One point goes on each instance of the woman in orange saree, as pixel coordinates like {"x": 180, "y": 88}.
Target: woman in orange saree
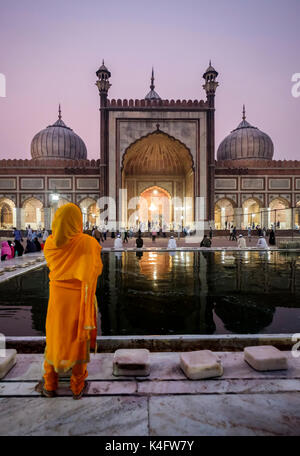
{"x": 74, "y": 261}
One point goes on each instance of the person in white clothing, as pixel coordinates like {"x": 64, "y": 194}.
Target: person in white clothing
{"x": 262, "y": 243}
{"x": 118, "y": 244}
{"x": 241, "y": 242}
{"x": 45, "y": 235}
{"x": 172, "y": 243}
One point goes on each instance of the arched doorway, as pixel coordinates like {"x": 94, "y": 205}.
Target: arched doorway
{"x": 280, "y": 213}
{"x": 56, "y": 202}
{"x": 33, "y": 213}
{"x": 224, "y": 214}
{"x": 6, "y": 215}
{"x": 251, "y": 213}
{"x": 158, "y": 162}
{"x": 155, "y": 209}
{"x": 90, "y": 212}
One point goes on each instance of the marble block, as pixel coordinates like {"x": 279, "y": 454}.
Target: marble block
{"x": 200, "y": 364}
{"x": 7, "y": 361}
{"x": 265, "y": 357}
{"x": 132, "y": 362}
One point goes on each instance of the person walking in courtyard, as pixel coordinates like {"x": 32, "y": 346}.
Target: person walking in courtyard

################

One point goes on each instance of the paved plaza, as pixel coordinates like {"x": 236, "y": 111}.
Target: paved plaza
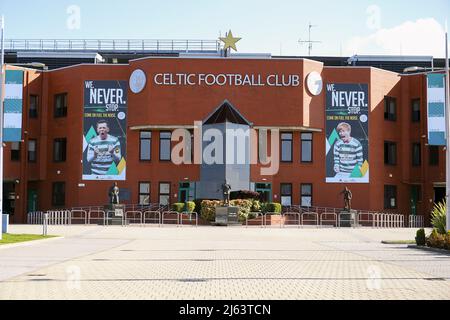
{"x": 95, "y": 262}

################

**Exercise aim:** Starting at the line containing "One point goes on each instance of the woman" and stopping at the line containing "Target: person walking in courtyard", output each line exactly as it appears above. Leave out the pictures.

**Result of this exercise:**
One point goes on each instance of the woman in orange saree, as pixel coordinates like {"x": 180, "y": 88}.
Target: woman in orange saree
{"x": 74, "y": 261}
One point goes on each instance of the person in white clothing, as pixel coordinates like {"x": 64, "y": 194}.
Target: person in white clothing
{"x": 262, "y": 243}
{"x": 118, "y": 244}
{"x": 241, "y": 242}
{"x": 45, "y": 235}
{"x": 172, "y": 243}
One point goes on each instance of the arched doorway, as pixel coordinates like {"x": 94, "y": 205}.
Target: arched doorway
{"x": 280, "y": 213}
{"x": 56, "y": 202}
{"x": 33, "y": 213}
{"x": 224, "y": 214}
{"x": 6, "y": 215}
{"x": 251, "y": 213}
{"x": 158, "y": 162}
{"x": 155, "y": 209}
{"x": 90, "y": 212}
One point goes on each instance of the marble block, as pixel coordinates like {"x": 279, "y": 454}.
Target: marble block
{"x": 200, "y": 364}
{"x": 7, "y": 361}
{"x": 265, "y": 357}
{"x": 132, "y": 362}
One point goes on each instance of the person walking in courtyard, as pixel coordinates like {"x": 32, "y": 346}.
Target: person walking in courtyard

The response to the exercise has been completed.